**Problem**
Write out the whole text below on a federal ban on foreclosures word for word, from the title to the last line.

FOR A FEDERAL BAN ON FORECLOSURES
by Laurie Dobson
Maine’s Independent for US Senate
January 6, 2008
Thank you all for coming. I am Laurie Dobson, and I am running as an independent for the US Senate in Maine. I have called this press conference to report on our national campaign to enact, on an emergency basis, a uniform federal law to outlaw, ban and prohibit any and all foreclosures of productive and socially necessary activities, starting with homes. Since change seems to be the order of the day, let us give it some real content. Let change start now, with an end to the scourge of foreclosures, a problem that is hitting New England especially hard.
I am very glad to be here. We almost lost this room because three different presidential campaigns wanted to rent it at this hour. Somehow we prevailed. But let me extend an invitation to those three presidential candidates, whoever they may be, to come and join our press conference here this afternoon– on one condition: that they endorse this call for a freeze on all foreclosures for five years or the duration of the crisis, that they insert this issue in their standard stump speeches, and that they bring this question up in the next nationwide televised presidential candidates’ debate.
I am from Maine, you see, and our state motto is Dirìgo – I lead. As Maine goes, so goes the nation. And from Maine to the rest of New England to the whole United States, the idea of a ban on foreclosures is radiating out and gaining strength. I felt it was my duty to come here today to introduce this vital issue into the New Hampshire primary and the national debate. First let me sketch the critical situation in which we find ourselves today. Pay attention, because you won’t be hearing an analysis like this from the so-called mainstream candidates.

**Dataset excerpts**
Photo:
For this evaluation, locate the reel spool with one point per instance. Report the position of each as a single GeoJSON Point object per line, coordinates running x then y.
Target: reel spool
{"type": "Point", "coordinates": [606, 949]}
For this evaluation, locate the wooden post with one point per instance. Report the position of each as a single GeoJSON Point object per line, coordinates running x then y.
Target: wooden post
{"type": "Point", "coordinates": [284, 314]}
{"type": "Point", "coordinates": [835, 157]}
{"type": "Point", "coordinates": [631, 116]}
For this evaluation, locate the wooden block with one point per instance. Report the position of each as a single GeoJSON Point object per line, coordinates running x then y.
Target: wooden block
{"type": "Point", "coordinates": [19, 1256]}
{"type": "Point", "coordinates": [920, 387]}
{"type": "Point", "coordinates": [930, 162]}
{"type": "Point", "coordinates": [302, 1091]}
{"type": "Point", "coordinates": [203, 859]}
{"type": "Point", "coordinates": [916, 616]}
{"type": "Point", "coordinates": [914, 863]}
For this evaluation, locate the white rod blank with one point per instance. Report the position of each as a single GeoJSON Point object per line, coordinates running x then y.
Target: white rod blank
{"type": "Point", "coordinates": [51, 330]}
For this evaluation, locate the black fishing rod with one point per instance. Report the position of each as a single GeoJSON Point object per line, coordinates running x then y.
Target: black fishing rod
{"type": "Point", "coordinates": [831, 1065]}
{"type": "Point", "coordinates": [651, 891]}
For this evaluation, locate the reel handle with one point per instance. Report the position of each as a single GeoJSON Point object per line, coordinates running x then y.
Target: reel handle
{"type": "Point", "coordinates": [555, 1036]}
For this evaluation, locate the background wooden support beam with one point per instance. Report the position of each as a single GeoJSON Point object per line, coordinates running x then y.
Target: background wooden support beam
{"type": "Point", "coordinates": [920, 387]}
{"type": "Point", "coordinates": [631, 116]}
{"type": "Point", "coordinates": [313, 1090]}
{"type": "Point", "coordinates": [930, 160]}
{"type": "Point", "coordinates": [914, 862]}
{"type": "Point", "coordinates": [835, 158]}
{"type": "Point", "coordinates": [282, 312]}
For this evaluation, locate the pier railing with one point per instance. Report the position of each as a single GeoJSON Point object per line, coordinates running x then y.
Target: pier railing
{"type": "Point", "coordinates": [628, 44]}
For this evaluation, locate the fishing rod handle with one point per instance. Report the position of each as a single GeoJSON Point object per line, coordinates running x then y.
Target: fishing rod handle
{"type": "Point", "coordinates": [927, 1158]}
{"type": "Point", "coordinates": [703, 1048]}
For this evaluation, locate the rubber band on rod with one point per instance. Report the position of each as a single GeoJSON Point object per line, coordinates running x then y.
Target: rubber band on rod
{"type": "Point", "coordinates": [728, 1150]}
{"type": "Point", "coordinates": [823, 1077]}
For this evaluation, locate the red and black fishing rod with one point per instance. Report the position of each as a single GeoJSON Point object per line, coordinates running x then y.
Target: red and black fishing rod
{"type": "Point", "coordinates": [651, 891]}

**Exercise answer**
FOR A FEDERAL BAN ON FORECLOSURES
by Laurie Dobson
Maine’s Independent for US Senate
January 6, 2008
Thank you all for coming. I am Laurie Dobson, and I am running as an independent for the US Senate in Maine. I have called this press conference to report on our national campaign to enact, on an emergency basis, a uniform federal law to outlaw, ban and prohibit any and all foreclosures of productive and socially necessary activities, starting with homes. Since change seems to be the order of the day, let us give it some real content. Let change start now, with an end to the scourge of foreclosures, a problem that is hitting New England especially hard.
I am very glad to be here. We almost lost this room because three different presidential campaigns wanted to rent it at this hour. Somehow we prevailed. But let me extend an invitation to those three presidential candidates, whoever they may be, to come and join our press conference here this afternoon– on one condition: that they endorse this call for a freeze on all foreclosures for five years or the duration of the crisis, that they insert this issue in their standard stump speeches, and that they bring this question up in the next nationwide televised presidential candidates’ debate.
I am from Maine, you see, and our state motto is Dirìgo – I lead. As Maine goes, so goes the nation. And from Maine to the rest of New England to the whole United States, the idea of a ban on foreclosures is radiating out and gaining strength. I felt it was my duty to come here today to introduce this vital issue into the New Hampshire primary and the national debate. First let me sketch the critical situation in which we find ourselves today. Pay attention, because you won’t be hearing an analysis like this from the so-called mainstream candidates.